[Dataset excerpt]
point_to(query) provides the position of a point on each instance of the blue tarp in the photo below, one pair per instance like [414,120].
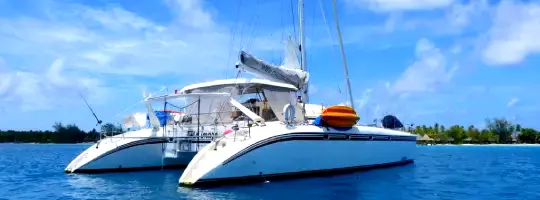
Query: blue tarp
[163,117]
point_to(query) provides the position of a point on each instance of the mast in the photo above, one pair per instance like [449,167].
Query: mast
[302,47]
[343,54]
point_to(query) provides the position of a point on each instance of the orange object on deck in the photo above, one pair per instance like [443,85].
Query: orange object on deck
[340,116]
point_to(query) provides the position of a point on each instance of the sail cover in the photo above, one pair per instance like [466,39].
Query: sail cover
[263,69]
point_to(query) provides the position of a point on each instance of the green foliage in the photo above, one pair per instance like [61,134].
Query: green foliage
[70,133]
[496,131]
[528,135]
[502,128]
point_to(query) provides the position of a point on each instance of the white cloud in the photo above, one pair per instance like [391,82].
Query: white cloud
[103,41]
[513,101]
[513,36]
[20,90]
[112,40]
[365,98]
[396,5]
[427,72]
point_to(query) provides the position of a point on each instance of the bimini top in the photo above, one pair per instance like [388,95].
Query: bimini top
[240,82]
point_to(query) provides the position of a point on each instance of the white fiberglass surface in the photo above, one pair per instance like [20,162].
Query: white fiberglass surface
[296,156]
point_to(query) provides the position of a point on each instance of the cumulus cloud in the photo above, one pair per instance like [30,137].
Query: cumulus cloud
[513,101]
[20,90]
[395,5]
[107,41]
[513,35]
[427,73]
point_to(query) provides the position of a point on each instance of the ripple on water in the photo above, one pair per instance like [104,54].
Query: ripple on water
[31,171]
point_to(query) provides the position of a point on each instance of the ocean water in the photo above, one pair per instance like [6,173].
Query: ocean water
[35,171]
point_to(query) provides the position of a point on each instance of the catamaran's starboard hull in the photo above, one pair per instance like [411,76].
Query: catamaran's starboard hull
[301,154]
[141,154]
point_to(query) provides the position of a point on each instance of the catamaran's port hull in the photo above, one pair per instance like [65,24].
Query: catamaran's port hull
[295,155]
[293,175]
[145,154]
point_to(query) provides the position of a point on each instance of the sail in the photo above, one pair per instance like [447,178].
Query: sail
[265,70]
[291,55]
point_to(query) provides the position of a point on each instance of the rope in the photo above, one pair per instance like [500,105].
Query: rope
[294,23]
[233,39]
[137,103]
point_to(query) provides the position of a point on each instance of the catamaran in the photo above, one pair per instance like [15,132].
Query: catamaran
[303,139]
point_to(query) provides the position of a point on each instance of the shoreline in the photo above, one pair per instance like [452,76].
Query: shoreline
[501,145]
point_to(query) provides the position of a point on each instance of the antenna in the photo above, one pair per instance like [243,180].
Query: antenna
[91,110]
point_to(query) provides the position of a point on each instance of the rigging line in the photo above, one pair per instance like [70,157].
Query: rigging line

__WORK INSTRUCTIONS__
Transcribe only the trailing portion of the entries above: the line that contains "instance like [65,24]." and each line after it.

__TASK OUTPUT__
point_to(query) provides the position of a point on each instance of the catamaran's port hull in the photo above, one pair per instance like [65,24].
Query: catamaran's port hull
[295,155]
[293,175]
[145,154]
point_to(query) provides the position of a point on each instance of the sail in the photo above, one pair per instance like [447,178].
Query: sail
[265,70]
[291,55]
point_to(query) provides the position of a point on each instance of the rope in the photo above, one pair per instance like [500,105].
Query: rope
[294,23]
[233,39]
[137,103]
point_to(query) provides the position of a point on each instance of the catamaran in the photo above, one pair per instance like [15,132].
Query: catamaran
[303,139]
point_to(query) provides the position of a point on each instance of the shoreline in the photo above, one pair per instance like [452,76].
Query: shoreline
[501,145]
point_to(query) provides the position of a point on each instance of the antenna in the photo above, one pair per instance like [243,180].
Query: antenna
[91,110]
point_to(query) provides the position of a point on each instance of the rigging line in the photo above, one pair per instance like [70,157].
Query: rigging line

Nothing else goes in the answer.